● **Extract provided**:
================

For starters, the marketing and data collection process should change quite a bit.

“In the past, developers were able to collect a large amount of data from each person who chose to download their app,” reports Digital Journal. “This was used in a wide variety of ways, and it was difficult for consumers to opt out of sharing certain personal details.”

Now the formula will be turned on its head.

“One of the biggest changes that consumers can expect is the ability to filter out apps based on the type of data that they require,” explains DJ’s Holly Walters. “In other words, if you do not want an app to immediately gain access to your contact list, you will be able to refuse those that have this requirement. This more refined level of user permissions is virtually certain to make most consumers more comfortable with the idea of owning an Android device.”

According to the report, yet another change is that users will be able to individually select the type of data that they are willing to share with each app before they download them.

“This is similar to the Facebook setup that allows people to edit the data they want to share before accepting the terms for each app,” according to Walters. “Before the M update, sharing data was all or nothing, and users had to make a choice between not downloading an app and providing every requested piece of information.”

One thing’s for certain: developers will have to adopt a more transparent approach with users.

“For example, developers are being encouraged to list the data they want to collect on each app’s download page, along with their reasoning for requesting this information,” Walters notes. “This will make it easier for consumers to determine if they believe it is necessary and acceptable to exchange personal data for access to a new app.”

Walters notes that this customer-friendly privacy feature has been long enjoyed by iOS users, but not Android owners.

“Now the question that is inevitably on the mind of every Apple and Android executive is whether or not the M update will tip the scales back in Android’s favor,” Walters muses.

================

● **Set task A**: From the passage on Android's M update, write out the portion from "Now the formula" up to and including "they download them.".
● **Set task B**:
Answer these questions using the passage on Android's M update:
(i) To what setup is the per-app choice of shared data compared?
(ii) Where are developers being encouraged to list the data they want to collect?
(iii) Which users have long enjoyed this customer-friendly privacy feature?

================

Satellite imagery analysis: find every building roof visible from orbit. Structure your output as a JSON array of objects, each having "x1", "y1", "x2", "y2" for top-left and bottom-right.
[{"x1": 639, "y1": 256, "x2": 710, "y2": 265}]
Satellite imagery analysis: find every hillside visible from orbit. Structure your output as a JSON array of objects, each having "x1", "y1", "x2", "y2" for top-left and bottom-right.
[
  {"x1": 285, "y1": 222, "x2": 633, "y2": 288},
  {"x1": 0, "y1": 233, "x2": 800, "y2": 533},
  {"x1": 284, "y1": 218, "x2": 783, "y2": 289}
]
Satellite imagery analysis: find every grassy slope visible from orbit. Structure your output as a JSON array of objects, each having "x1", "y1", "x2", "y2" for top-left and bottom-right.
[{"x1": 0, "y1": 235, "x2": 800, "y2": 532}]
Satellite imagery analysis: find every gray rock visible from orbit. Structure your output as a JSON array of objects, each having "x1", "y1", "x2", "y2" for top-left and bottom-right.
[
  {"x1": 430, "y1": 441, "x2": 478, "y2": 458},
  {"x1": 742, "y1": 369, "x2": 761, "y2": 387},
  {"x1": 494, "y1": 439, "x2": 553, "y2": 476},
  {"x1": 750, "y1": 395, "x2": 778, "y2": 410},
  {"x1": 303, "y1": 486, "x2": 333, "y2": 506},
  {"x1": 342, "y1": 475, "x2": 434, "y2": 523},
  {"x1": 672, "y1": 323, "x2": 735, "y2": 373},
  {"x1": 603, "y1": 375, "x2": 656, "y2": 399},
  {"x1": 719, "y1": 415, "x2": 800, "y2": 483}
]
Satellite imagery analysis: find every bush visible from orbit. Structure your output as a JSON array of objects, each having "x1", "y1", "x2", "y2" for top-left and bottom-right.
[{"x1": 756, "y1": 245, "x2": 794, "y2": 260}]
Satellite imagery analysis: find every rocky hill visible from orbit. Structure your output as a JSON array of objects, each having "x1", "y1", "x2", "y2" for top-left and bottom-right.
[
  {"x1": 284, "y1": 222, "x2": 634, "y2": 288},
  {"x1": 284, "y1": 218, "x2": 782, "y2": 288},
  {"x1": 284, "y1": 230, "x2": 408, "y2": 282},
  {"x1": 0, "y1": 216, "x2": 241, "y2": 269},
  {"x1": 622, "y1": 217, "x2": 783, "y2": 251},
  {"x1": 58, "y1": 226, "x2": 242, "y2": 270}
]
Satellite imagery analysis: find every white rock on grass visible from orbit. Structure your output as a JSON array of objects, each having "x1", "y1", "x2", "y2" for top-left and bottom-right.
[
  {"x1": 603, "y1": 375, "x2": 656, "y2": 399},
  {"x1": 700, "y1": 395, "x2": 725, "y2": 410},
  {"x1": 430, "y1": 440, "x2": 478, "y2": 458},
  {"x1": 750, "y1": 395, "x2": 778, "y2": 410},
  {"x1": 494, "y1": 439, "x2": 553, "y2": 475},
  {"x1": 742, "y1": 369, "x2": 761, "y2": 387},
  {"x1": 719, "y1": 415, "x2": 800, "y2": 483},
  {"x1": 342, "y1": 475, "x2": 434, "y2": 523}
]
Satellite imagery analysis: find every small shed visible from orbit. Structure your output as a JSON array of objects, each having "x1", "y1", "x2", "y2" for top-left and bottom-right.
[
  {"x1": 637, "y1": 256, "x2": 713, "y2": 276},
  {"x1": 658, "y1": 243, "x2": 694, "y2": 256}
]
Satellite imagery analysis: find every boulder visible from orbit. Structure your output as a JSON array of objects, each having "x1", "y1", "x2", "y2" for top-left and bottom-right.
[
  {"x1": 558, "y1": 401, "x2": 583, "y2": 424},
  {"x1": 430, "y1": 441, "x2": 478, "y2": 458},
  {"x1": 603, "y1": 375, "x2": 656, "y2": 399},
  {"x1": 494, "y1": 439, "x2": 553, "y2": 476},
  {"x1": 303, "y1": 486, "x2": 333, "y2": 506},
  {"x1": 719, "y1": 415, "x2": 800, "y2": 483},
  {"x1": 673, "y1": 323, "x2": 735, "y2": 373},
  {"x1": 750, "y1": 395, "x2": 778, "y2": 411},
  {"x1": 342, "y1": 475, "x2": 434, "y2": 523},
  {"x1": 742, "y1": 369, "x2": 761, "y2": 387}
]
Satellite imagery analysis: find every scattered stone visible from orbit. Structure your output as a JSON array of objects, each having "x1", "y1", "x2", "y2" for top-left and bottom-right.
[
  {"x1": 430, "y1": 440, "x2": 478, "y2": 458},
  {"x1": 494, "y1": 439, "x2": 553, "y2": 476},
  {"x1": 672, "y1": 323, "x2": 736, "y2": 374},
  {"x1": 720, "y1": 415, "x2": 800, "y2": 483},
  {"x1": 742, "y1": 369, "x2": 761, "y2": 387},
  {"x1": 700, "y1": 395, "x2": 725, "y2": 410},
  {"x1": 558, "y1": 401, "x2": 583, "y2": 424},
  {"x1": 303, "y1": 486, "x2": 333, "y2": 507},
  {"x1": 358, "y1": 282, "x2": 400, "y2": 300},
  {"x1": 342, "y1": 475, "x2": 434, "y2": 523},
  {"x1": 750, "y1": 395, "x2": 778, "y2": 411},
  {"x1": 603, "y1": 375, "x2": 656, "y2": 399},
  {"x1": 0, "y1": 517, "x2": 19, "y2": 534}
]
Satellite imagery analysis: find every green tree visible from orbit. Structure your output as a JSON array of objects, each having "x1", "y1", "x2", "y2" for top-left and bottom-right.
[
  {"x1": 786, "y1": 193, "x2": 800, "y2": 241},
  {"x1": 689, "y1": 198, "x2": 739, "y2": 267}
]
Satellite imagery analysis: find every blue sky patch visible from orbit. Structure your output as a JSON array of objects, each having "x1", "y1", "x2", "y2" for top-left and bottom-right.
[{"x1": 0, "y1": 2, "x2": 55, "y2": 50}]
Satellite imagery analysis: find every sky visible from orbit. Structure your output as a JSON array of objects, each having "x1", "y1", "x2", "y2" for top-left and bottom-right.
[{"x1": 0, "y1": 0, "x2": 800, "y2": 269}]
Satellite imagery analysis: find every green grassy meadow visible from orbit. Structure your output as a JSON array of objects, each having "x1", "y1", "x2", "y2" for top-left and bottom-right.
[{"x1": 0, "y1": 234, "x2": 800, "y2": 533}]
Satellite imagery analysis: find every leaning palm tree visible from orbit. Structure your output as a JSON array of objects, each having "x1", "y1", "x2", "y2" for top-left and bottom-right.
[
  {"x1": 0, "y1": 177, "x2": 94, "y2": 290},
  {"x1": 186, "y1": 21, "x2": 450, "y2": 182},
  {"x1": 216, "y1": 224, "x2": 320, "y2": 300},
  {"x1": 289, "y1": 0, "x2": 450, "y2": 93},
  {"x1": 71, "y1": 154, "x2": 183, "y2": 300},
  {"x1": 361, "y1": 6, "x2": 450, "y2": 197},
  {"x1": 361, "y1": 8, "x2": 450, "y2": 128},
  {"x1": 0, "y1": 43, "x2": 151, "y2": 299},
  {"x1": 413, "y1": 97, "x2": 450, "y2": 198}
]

================

● **Complete answer A**:
Now the formula will be turned on its head.

“One of the biggest changes that consumers can expect is the ability to filter out apps based on the type of data that they require,” explains DJ’s Holly Walters. “In other words, if you do not want an app to immediately gain access to your contact list, you will be able to refuse those that have this requirement. This more refined level of user permissions is virtually certain to make most consumers more comfortable with the idea of owning an Android device.”

According to the report, yet another change is that users will be able to individually select the type of data that they are willing to share with each app before they download them.

● **Complete answer B**:
(i) The Facebook setup, which allows people to edit the data they want to share before accepting the terms for each app.
(ii) On each app's download page, along with their reasoning for requesting the information.
(iii) iOS users.